THE PROBLEM →
Locate each line in the data below that contains the string "clicks", and copy those lines. The match is case-sensitive.

(GIVEN ENTRIES Opens)

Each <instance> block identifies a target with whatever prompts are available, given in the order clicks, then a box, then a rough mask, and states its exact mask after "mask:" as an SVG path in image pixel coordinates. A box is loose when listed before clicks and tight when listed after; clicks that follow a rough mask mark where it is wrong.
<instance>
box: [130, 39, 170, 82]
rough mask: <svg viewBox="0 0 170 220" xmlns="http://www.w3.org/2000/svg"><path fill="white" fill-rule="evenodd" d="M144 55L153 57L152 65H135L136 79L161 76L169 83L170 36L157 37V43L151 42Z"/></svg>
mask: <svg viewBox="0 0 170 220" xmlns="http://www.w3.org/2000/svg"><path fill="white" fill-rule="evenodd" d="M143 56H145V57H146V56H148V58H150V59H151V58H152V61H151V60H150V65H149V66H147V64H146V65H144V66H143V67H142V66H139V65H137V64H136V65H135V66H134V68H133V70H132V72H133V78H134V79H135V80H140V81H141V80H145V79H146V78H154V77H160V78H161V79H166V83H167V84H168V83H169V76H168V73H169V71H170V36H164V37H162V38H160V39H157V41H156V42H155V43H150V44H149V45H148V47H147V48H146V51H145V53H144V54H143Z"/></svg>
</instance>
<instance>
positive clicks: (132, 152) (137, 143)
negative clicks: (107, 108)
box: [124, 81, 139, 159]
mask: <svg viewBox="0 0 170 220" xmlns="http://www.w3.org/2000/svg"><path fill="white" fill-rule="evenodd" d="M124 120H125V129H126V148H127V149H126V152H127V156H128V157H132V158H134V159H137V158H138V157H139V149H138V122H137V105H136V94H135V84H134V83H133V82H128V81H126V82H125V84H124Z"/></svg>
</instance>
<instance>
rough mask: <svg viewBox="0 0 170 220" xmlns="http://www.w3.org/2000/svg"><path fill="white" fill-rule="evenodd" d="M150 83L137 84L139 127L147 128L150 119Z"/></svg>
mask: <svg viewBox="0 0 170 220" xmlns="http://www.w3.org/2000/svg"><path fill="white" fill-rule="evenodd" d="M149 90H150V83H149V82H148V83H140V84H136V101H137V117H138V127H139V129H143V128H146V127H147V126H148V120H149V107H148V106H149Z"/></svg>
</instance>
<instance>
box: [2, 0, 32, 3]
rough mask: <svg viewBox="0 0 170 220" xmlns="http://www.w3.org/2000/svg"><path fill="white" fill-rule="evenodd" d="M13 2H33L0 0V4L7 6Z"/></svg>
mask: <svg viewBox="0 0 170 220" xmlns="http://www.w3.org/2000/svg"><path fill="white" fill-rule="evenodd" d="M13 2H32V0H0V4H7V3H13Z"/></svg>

(GIVEN ENTRIES Closes)

RESPONSE TO THE TASK →
Each <instance> block identifies a target with whatever prompts are available, given in the order clicks, then a box, then a rough mask, and states its exact mask after "mask:" as an SVG path in image pixel coordinates. A box is loose when listed before clicks and tight when listed after; clicks that follow a rough mask mark where it is wrong.
positive clicks: (132, 152) (137, 143)
negative clicks: (107, 108)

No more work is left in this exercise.